GIVEN EXERCISE:
Return only this: the line with "Where can the conference" and all the lines that follow it below, through the final one, exactly as they are.

DATA FOR THIS TASK:
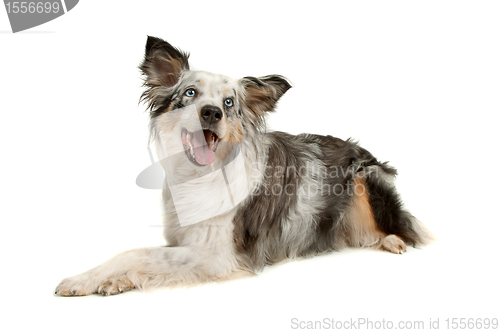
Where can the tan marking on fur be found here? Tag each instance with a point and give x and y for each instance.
(234, 132)
(394, 244)
(362, 229)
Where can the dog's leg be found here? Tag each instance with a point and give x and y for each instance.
(151, 267)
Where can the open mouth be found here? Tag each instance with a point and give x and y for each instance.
(200, 146)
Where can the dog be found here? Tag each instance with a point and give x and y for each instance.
(238, 198)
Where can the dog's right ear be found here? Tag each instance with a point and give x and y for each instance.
(163, 63)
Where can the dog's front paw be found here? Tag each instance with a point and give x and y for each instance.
(86, 284)
(394, 244)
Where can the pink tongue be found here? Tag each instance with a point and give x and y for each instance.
(202, 152)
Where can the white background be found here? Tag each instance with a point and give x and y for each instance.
(416, 82)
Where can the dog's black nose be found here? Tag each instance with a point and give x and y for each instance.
(211, 114)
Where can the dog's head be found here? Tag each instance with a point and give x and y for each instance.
(228, 109)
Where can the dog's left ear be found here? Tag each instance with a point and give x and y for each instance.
(262, 94)
(163, 63)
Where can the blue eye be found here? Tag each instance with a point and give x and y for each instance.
(190, 92)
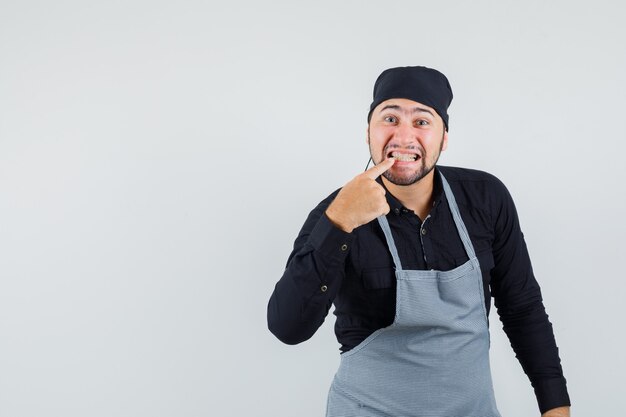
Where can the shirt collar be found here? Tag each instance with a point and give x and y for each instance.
(396, 206)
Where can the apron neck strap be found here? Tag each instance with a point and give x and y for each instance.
(384, 224)
(458, 221)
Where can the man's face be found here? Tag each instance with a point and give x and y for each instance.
(411, 132)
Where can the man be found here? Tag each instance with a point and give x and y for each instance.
(410, 253)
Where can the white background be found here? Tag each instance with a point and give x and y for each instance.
(157, 159)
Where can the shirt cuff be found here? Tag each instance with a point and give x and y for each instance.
(329, 240)
(551, 393)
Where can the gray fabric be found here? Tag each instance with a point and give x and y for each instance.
(433, 361)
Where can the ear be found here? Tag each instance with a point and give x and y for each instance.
(444, 145)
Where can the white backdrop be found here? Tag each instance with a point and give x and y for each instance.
(157, 159)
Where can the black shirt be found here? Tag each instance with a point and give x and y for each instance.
(355, 272)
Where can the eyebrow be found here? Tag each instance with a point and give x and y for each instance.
(414, 110)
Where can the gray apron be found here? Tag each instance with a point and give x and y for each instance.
(433, 360)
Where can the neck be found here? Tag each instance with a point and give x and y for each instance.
(417, 197)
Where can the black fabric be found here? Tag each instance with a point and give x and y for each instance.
(424, 85)
(355, 272)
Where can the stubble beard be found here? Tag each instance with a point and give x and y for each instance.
(421, 172)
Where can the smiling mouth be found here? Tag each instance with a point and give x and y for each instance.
(403, 157)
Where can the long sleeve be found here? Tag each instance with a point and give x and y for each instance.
(302, 297)
(520, 306)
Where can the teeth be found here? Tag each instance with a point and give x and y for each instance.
(405, 157)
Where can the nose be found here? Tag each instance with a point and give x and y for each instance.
(404, 135)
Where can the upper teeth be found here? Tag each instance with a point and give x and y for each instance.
(403, 156)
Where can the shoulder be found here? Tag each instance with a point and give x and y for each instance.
(475, 187)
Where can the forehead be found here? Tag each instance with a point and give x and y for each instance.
(404, 105)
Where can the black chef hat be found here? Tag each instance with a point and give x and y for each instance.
(424, 85)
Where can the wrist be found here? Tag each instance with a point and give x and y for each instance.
(557, 412)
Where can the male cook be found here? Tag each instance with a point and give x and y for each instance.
(410, 253)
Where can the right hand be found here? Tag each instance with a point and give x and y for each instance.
(361, 200)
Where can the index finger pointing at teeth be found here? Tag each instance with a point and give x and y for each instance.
(377, 170)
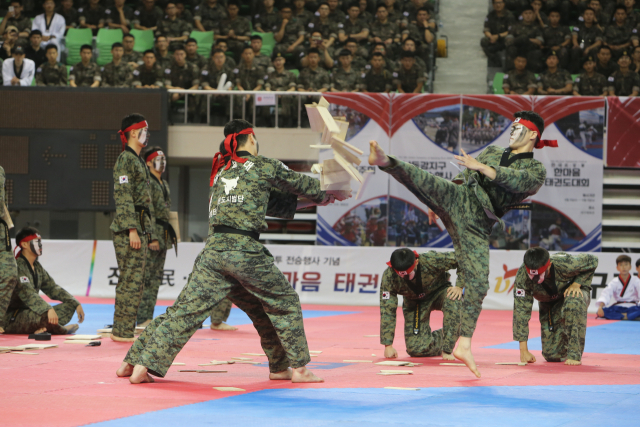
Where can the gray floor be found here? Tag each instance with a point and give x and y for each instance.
(465, 70)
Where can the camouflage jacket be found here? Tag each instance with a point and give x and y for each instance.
(210, 18)
(344, 81)
(567, 269)
(131, 189)
(145, 77)
(373, 81)
(519, 82)
(624, 84)
(512, 184)
(184, 77)
(434, 267)
(280, 81)
(26, 294)
(85, 76)
(314, 79)
(385, 31)
(408, 79)
(557, 80)
(242, 195)
(51, 75)
(590, 86)
(117, 75)
(211, 75)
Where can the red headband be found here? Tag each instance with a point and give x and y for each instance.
(141, 125)
(230, 145)
(540, 270)
(408, 270)
(540, 143)
(18, 250)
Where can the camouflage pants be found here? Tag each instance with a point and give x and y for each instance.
(569, 318)
(154, 271)
(8, 281)
(26, 321)
(220, 313)
(469, 227)
(253, 283)
(131, 263)
(429, 343)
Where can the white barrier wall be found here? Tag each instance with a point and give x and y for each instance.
(320, 274)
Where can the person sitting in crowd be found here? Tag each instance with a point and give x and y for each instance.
(621, 298)
(85, 73)
(28, 312)
(51, 73)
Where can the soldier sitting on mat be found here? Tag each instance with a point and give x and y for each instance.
(28, 313)
(562, 285)
(423, 281)
(624, 290)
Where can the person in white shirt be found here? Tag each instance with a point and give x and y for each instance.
(619, 300)
(18, 70)
(52, 26)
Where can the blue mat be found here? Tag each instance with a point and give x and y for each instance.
(99, 315)
(542, 406)
(610, 338)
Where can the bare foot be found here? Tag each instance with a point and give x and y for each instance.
(284, 375)
(447, 356)
(463, 353)
(140, 375)
(303, 375)
(222, 327)
(125, 370)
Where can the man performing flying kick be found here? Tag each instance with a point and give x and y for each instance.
(245, 188)
(494, 183)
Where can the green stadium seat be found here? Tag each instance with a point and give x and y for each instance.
(497, 84)
(104, 40)
(205, 42)
(144, 40)
(75, 38)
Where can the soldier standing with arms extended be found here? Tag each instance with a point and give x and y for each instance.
(161, 197)
(236, 265)
(494, 183)
(133, 226)
(8, 268)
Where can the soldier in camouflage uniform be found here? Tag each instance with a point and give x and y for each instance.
(562, 285)
(51, 73)
(423, 281)
(520, 81)
(134, 225)
(234, 264)
(377, 78)
(235, 29)
(344, 78)
(117, 73)
(173, 28)
(208, 15)
(590, 83)
(27, 312)
(555, 81)
(85, 72)
(161, 199)
(149, 74)
(525, 38)
(491, 185)
(8, 269)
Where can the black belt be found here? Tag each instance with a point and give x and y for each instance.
(223, 229)
(169, 232)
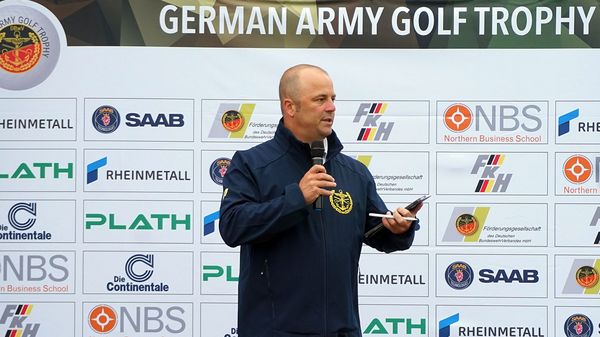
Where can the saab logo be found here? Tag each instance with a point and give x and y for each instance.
(578, 169)
(14, 316)
(231, 120)
(92, 169)
(563, 122)
(458, 117)
(158, 221)
(136, 276)
(218, 169)
(135, 119)
(215, 271)
(459, 275)
(39, 171)
(34, 268)
(583, 277)
(594, 222)
(444, 325)
(341, 201)
(22, 224)
(373, 129)
(139, 319)
(209, 222)
(579, 325)
(525, 276)
(393, 326)
(106, 119)
(102, 319)
(502, 117)
(490, 180)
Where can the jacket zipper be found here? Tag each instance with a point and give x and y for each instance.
(324, 268)
(266, 271)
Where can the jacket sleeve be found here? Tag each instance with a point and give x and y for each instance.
(245, 218)
(384, 240)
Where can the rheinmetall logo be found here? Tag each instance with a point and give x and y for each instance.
(31, 38)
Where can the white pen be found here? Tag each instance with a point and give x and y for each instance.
(390, 216)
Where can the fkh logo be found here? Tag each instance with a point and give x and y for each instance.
(14, 318)
(490, 180)
(372, 129)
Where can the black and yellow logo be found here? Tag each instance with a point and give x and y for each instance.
(21, 49)
(341, 201)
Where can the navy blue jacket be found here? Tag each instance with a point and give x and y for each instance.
(299, 266)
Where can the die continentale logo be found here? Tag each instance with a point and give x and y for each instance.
(30, 44)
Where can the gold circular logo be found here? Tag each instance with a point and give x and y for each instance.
(341, 201)
(232, 120)
(21, 48)
(586, 276)
(466, 224)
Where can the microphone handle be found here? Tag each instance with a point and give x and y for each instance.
(319, 202)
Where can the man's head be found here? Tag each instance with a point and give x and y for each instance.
(307, 102)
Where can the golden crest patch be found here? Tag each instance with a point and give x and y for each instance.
(341, 201)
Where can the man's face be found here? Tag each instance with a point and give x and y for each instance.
(314, 108)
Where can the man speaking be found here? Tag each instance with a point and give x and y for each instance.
(301, 224)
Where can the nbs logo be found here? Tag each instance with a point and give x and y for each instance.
(493, 122)
(490, 180)
(39, 272)
(137, 319)
(15, 318)
(372, 128)
(578, 325)
(581, 173)
(139, 268)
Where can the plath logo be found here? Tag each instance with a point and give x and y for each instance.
(372, 129)
(491, 180)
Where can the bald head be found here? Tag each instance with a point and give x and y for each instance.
(289, 84)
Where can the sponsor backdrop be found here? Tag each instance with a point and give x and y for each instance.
(118, 120)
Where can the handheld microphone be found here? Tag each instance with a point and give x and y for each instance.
(317, 151)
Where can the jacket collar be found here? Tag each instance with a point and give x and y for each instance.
(286, 139)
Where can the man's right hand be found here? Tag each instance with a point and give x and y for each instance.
(316, 182)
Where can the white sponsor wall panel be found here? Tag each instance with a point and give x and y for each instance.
(127, 216)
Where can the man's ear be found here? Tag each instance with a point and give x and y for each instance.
(289, 108)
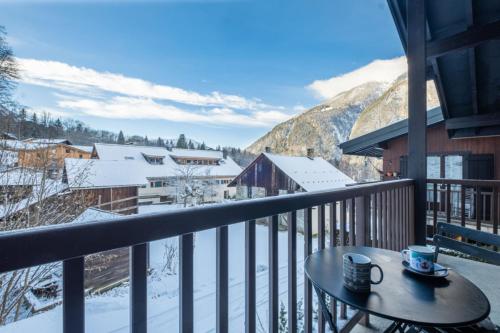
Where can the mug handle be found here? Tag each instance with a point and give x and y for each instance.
(381, 274)
(404, 254)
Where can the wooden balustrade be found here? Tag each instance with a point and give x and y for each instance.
(466, 202)
(377, 214)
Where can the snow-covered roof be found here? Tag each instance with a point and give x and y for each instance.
(312, 174)
(8, 158)
(49, 141)
(196, 153)
(21, 145)
(87, 149)
(115, 152)
(84, 173)
(48, 189)
(169, 168)
(94, 214)
(21, 177)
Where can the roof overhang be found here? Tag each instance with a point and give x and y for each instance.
(463, 58)
(374, 143)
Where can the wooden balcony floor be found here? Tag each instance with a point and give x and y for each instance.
(481, 274)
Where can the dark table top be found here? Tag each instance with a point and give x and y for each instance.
(402, 296)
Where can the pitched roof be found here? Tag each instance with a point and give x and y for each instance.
(463, 59)
(196, 153)
(371, 144)
(312, 174)
(84, 173)
(87, 149)
(169, 168)
(94, 214)
(49, 141)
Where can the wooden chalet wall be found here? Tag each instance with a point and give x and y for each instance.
(438, 143)
(38, 158)
(264, 174)
(106, 199)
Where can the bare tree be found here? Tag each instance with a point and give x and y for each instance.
(189, 187)
(9, 72)
(31, 197)
(171, 257)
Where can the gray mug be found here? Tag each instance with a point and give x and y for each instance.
(357, 272)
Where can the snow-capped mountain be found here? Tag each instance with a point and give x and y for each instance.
(323, 127)
(358, 111)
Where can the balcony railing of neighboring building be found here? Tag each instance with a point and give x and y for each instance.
(377, 215)
(466, 202)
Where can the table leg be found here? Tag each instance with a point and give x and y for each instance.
(394, 327)
(324, 310)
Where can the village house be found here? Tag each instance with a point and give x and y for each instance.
(107, 185)
(449, 154)
(44, 154)
(167, 173)
(271, 174)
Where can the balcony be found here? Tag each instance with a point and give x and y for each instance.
(377, 215)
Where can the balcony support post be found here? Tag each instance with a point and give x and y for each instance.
(417, 100)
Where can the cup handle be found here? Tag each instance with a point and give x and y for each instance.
(381, 274)
(404, 254)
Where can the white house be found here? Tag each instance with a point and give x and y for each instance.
(168, 173)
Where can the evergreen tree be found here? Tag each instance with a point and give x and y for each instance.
(121, 138)
(22, 132)
(181, 142)
(160, 142)
(58, 127)
(283, 320)
(35, 130)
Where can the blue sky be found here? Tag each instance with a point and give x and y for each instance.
(224, 72)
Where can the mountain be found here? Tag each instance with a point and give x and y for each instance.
(323, 127)
(391, 107)
(350, 114)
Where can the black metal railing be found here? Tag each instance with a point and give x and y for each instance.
(378, 214)
(465, 202)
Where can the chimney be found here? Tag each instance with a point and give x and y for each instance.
(310, 153)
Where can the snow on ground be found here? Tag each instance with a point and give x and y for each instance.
(109, 312)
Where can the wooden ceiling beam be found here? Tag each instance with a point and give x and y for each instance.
(475, 121)
(472, 59)
(464, 40)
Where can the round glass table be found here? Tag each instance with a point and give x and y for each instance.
(402, 297)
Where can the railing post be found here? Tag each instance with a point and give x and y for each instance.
(292, 272)
(138, 288)
(222, 293)
(186, 283)
(417, 115)
(273, 274)
(333, 242)
(73, 296)
(307, 284)
(321, 246)
(250, 291)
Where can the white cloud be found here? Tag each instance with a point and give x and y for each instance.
(111, 95)
(377, 70)
(120, 107)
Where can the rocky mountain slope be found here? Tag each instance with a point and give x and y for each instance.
(322, 127)
(348, 115)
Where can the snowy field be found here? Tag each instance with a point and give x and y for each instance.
(109, 312)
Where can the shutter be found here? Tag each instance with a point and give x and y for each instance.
(403, 166)
(479, 166)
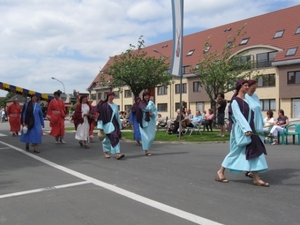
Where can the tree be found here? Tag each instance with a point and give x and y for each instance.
(219, 71)
(135, 69)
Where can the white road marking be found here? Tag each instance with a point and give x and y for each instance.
(43, 189)
(157, 205)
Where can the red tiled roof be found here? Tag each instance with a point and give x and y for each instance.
(260, 29)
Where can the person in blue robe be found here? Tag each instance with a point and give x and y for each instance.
(146, 116)
(249, 157)
(133, 120)
(109, 121)
(32, 118)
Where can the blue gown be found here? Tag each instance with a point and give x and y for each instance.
(148, 130)
(34, 135)
(136, 126)
(106, 143)
(236, 161)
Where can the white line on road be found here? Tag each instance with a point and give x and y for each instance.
(44, 189)
(163, 207)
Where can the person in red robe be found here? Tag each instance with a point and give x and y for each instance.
(14, 113)
(56, 113)
(94, 117)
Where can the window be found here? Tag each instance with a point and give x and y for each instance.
(117, 94)
(268, 104)
(279, 34)
(291, 51)
(265, 59)
(128, 94)
(185, 69)
(162, 90)
(93, 96)
(162, 107)
(127, 107)
(190, 52)
(196, 86)
(294, 77)
(244, 41)
(266, 80)
(199, 106)
(206, 49)
(183, 89)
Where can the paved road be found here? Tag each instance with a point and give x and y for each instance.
(69, 185)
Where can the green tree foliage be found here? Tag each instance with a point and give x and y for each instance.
(135, 69)
(219, 71)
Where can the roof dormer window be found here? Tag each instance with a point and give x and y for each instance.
(244, 41)
(279, 34)
(291, 51)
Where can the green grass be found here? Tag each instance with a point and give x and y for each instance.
(195, 137)
(206, 136)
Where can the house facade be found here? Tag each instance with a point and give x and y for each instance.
(271, 41)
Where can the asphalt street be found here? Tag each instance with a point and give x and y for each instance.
(69, 185)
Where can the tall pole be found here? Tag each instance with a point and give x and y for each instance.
(60, 82)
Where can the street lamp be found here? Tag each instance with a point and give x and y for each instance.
(60, 82)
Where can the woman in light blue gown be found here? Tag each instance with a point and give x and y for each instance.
(249, 157)
(32, 118)
(110, 123)
(146, 117)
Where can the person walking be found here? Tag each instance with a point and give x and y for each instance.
(32, 122)
(82, 120)
(249, 156)
(134, 122)
(110, 123)
(56, 113)
(14, 116)
(146, 117)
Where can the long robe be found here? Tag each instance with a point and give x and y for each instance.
(236, 161)
(110, 112)
(57, 112)
(82, 123)
(33, 135)
(14, 114)
(136, 125)
(148, 128)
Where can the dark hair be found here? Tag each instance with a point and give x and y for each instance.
(57, 93)
(222, 95)
(270, 113)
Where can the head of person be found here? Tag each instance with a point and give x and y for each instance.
(15, 101)
(110, 96)
(270, 113)
(83, 99)
(137, 100)
(280, 112)
(146, 96)
(34, 98)
(252, 86)
(56, 94)
(220, 96)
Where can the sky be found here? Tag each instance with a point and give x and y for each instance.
(71, 40)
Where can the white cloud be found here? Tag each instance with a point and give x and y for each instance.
(72, 39)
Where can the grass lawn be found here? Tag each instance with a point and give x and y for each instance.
(206, 136)
(195, 137)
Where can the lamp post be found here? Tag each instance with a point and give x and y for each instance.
(60, 82)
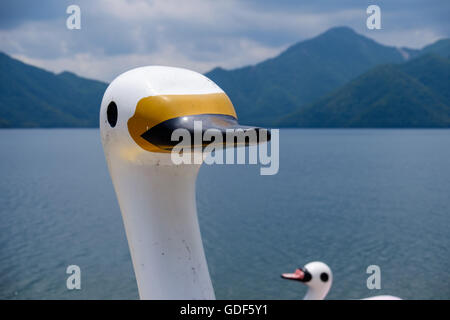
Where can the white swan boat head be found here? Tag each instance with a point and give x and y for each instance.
(317, 276)
(139, 112)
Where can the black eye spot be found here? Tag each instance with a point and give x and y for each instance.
(112, 114)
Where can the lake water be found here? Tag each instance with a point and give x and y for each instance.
(350, 198)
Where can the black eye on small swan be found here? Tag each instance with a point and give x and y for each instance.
(112, 114)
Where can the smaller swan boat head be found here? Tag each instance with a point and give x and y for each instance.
(317, 276)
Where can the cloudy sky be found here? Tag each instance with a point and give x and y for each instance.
(197, 34)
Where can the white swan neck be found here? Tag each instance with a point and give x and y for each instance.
(159, 212)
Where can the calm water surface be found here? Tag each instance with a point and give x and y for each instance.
(350, 198)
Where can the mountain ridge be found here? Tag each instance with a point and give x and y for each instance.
(263, 94)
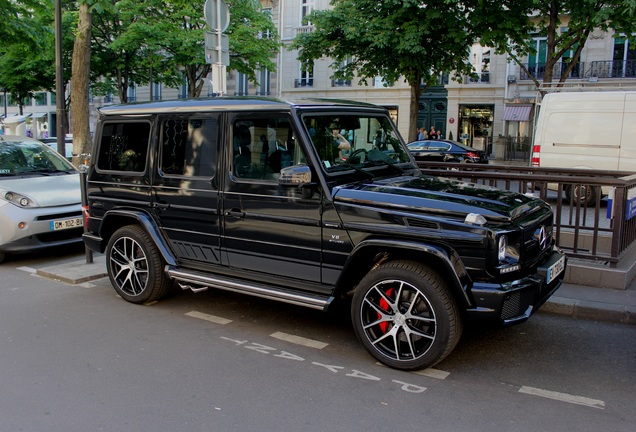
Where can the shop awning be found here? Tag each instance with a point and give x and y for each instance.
(517, 113)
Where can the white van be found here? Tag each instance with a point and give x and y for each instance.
(587, 130)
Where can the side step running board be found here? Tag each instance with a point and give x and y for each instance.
(197, 281)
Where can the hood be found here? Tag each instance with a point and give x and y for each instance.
(47, 191)
(432, 195)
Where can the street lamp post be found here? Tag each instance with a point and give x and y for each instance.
(59, 79)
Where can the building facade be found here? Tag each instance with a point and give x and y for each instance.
(491, 110)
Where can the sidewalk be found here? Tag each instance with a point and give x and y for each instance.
(576, 301)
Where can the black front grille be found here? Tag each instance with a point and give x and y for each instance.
(516, 304)
(56, 216)
(56, 236)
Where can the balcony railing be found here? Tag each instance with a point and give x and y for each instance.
(538, 71)
(340, 83)
(613, 69)
(304, 82)
(477, 78)
(596, 69)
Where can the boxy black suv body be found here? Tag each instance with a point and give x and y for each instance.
(307, 202)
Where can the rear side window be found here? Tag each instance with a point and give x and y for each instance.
(189, 146)
(124, 146)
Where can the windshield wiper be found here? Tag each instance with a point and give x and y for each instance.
(377, 162)
(347, 165)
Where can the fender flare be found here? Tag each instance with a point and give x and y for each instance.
(453, 265)
(148, 225)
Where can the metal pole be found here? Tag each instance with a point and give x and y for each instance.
(59, 79)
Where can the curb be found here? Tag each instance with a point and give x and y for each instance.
(590, 310)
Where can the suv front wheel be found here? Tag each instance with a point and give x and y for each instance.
(404, 315)
(135, 267)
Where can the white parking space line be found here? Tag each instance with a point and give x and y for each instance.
(27, 269)
(563, 397)
(207, 317)
(433, 373)
(298, 340)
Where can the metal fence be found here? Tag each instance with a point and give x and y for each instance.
(594, 211)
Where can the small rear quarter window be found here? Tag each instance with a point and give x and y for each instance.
(124, 146)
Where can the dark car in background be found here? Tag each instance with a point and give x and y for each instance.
(446, 151)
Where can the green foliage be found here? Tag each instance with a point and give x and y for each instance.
(158, 39)
(27, 51)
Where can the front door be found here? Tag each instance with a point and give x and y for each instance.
(270, 231)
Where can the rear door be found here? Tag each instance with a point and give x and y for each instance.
(186, 188)
(270, 231)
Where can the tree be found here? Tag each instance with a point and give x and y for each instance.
(174, 33)
(566, 25)
(406, 39)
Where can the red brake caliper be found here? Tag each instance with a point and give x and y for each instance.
(384, 305)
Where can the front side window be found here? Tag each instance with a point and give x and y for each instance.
(262, 146)
(124, 146)
(189, 146)
(352, 141)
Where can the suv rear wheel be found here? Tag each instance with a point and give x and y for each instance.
(135, 267)
(404, 315)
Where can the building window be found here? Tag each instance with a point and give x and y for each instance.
(306, 7)
(132, 93)
(183, 91)
(156, 91)
(264, 82)
(306, 75)
(242, 84)
(40, 99)
(624, 58)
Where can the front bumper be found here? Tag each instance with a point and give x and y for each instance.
(514, 302)
(36, 232)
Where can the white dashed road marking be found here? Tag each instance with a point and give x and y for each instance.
(298, 340)
(564, 397)
(433, 373)
(211, 318)
(27, 269)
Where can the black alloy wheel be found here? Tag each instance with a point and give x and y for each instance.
(404, 315)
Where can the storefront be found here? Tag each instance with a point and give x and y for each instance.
(475, 126)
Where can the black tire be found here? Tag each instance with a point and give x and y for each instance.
(585, 194)
(404, 316)
(135, 267)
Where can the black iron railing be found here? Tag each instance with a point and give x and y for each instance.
(594, 216)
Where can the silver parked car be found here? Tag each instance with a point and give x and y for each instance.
(40, 199)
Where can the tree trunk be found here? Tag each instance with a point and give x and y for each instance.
(79, 89)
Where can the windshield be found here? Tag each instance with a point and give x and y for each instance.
(354, 141)
(30, 158)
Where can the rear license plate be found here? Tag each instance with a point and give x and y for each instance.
(66, 224)
(555, 269)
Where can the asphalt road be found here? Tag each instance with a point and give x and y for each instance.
(78, 358)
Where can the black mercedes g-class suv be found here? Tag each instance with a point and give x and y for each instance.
(309, 202)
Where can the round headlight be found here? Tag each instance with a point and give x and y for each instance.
(503, 245)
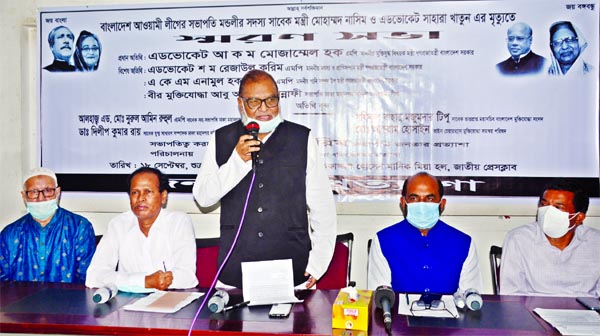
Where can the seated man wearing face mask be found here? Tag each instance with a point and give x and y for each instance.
(555, 255)
(49, 244)
(422, 254)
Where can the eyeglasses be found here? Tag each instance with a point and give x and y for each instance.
(255, 103)
(35, 193)
(570, 41)
(435, 305)
(517, 38)
(87, 49)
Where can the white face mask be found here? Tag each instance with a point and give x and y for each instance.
(42, 210)
(554, 222)
(422, 215)
(265, 126)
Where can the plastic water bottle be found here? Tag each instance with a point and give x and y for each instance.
(473, 299)
(217, 302)
(103, 294)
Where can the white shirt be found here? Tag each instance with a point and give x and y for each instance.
(532, 266)
(379, 272)
(171, 244)
(213, 182)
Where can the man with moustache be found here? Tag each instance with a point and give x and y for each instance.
(148, 247)
(422, 254)
(556, 255)
(61, 43)
(567, 45)
(522, 59)
(290, 212)
(49, 243)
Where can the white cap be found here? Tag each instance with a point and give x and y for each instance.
(40, 171)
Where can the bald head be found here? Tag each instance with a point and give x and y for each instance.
(518, 39)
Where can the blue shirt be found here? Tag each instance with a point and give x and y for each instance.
(61, 251)
(422, 264)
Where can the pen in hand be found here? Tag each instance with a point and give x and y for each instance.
(237, 305)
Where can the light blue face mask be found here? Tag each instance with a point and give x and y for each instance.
(422, 215)
(42, 210)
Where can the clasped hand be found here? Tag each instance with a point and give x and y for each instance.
(160, 280)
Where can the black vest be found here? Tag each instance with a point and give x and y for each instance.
(276, 222)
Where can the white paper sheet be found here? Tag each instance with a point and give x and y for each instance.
(164, 302)
(405, 302)
(268, 282)
(571, 321)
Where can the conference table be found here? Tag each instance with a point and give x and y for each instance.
(30, 307)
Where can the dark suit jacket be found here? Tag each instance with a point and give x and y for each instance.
(530, 64)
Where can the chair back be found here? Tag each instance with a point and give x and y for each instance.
(207, 253)
(495, 259)
(338, 274)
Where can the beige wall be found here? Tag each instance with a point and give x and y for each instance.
(486, 219)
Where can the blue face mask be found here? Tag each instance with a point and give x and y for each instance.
(422, 215)
(42, 210)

CORRECT ANSWER:
Where can the conference table be found here? Tag each instance with a point and give x and y for each instance.
(30, 307)
Where can the dark suit jacket be found here? Tag each instance with a point and give x and y for each instance.
(530, 64)
Where can the chair back be found here? Tag each instance with a point and give x and y for each instance.
(207, 253)
(495, 259)
(338, 274)
Where can the beige wall be found here? Tag each instance with a point and give x and y for each instance.
(486, 219)
Where can the blue face mask be found here? Tag each instance with a point and give x and y for each instance.
(422, 215)
(42, 210)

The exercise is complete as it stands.